[Dataset rows showing where objects appear]
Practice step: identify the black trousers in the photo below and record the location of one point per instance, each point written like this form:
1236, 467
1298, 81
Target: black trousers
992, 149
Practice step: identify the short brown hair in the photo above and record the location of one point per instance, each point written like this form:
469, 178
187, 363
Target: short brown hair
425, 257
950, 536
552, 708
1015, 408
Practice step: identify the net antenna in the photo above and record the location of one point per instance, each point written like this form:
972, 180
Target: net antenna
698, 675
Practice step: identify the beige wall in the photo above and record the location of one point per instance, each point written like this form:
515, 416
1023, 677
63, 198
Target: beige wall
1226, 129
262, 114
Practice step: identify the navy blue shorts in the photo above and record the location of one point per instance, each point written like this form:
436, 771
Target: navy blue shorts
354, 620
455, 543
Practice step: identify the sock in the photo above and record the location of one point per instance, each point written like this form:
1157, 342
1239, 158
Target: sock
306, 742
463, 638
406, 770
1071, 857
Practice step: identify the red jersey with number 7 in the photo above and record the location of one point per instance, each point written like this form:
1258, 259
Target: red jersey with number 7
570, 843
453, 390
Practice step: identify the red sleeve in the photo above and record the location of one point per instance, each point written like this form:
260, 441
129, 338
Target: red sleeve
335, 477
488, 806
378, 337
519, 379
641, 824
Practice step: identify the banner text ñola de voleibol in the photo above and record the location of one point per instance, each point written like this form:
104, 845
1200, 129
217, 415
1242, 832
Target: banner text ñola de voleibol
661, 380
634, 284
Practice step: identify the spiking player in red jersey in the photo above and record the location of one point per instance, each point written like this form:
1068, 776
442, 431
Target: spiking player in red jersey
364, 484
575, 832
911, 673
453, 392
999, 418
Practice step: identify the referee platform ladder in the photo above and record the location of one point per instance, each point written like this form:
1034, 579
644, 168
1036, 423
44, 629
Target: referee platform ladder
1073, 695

**YOUR OBJECTIVE**:
Please rewrite every line starting with the line with "Practice step: identify the referee" and going on through the end of the records, leaving all other text as is but multiplying each answer coordinate by 1.15 and rounding it to a whole number, with halves rounded up. Give back only those lines.

**RESULT OF THE EXERCISE**:
Practice step: identify the referee platform ladder in the photo above and record the location of one point per instance, each point written like this form:
1034, 579
644, 168
1036, 423
44, 629
Target: referee platform ladder
1234, 799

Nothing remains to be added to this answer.